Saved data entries
=-=-=

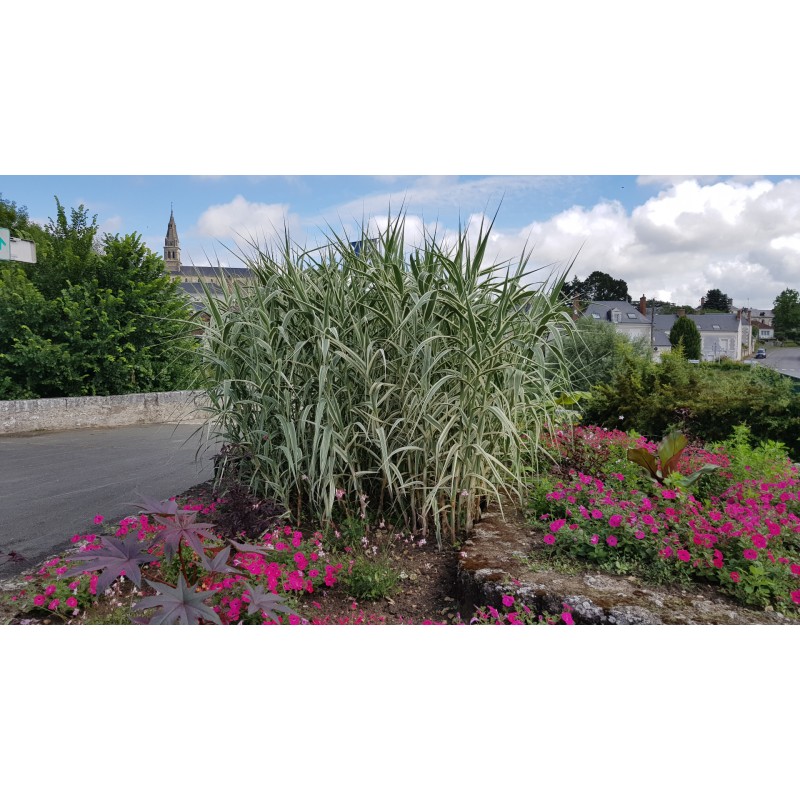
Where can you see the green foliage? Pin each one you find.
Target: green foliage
(767, 459)
(787, 314)
(706, 401)
(684, 334)
(88, 320)
(595, 351)
(716, 300)
(370, 578)
(400, 380)
(598, 286)
(663, 467)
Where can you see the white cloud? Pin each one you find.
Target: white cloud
(736, 236)
(244, 220)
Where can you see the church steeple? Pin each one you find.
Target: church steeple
(172, 246)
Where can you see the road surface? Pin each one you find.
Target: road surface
(783, 359)
(53, 484)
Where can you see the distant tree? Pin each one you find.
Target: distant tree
(787, 314)
(598, 286)
(685, 333)
(596, 350)
(94, 320)
(716, 300)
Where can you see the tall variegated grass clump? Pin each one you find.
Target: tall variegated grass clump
(383, 381)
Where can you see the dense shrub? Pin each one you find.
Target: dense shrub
(707, 401)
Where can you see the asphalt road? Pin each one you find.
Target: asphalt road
(53, 484)
(783, 359)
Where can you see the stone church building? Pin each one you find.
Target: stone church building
(190, 276)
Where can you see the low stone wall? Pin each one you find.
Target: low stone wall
(68, 413)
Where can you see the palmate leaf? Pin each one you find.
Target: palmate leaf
(265, 601)
(183, 525)
(646, 460)
(219, 563)
(669, 451)
(180, 605)
(114, 557)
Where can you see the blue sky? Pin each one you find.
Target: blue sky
(669, 237)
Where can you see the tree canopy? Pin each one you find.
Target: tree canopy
(787, 314)
(716, 300)
(684, 334)
(90, 317)
(598, 286)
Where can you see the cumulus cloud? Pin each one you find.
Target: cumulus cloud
(733, 235)
(242, 219)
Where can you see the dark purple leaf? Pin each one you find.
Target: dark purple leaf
(219, 563)
(183, 526)
(115, 557)
(11, 557)
(179, 604)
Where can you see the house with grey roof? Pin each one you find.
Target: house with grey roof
(627, 318)
(722, 335)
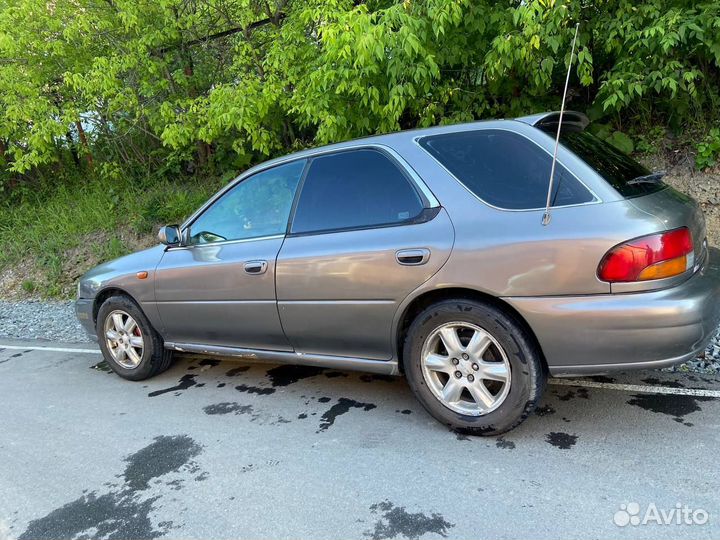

=-=-=

Give back all entries exactly. No pictures belong in the copy.

**RESPONSE TO THE EXERCISE**
Where can you see the green foliage? Pin each one you find.
Target: green foliage
(767, 459)
(787, 314)
(706, 401)
(684, 334)
(88, 320)
(595, 351)
(716, 300)
(370, 578)
(400, 380)
(598, 286)
(663, 467)
Where can you see the white cloud? Pin each one you find.
Target: white cloud
(736, 236)
(244, 220)
Where can you see the church steeple? Pin each one you find.
Target: church steeple
(172, 246)
Where can you see the road surface? Pin each one you find.
Target: road surface
(783, 359)
(53, 484)
Where can you see the distant tree? Pin each one you find.
Target: distant tree
(787, 314)
(598, 286)
(685, 333)
(596, 350)
(94, 320)
(716, 300)
Where can you see the tall variegated grass clump? Pin each one you find.
Target: tall variegated grass clump
(383, 381)
Where can you see the dense shrub? Pin each one you find.
Target: dense shrub
(707, 401)
Where can you see the asphalt road? Pin each one you find.
Target: asphalt road
(53, 484)
(783, 359)
Where can you see the stone church building? Pin each one you find.
Target: stone church building
(190, 276)
Where can you see the low stone wall? Pin each one you find.
Target: low stone wall
(68, 413)
Where can you see the palmate leaf? Pin each one you find.
Target: palmate leaf
(265, 601)
(183, 525)
(646, 460)
(219, 563)
(669, 451)
(180, 605)
(114, 557)
Where can you see the blue sky? Pin each one you find.
Target: blue sky
(669, 237)
Where can you see the tree canopy? Pin each one you find.
Target: tree canopy
(787, 314)
(716, 300)
(684, 334)
(90, 317)
(598, 286)
Where can you see the cumulus cloud? Pin each one you find.
Target: cumulus cloud
(733, 235)
(242, 219)
Where can you see the dark purple leaf? Pin each one you find.
Target: dark purple leaf
(219, 563)
(183, 526)
(115, 557)
(11, 557)
(179, 604)
Where can you see the house with grey roof? Pin each one you find.
Target: house with grey roof
(627, 318)
(722, 335)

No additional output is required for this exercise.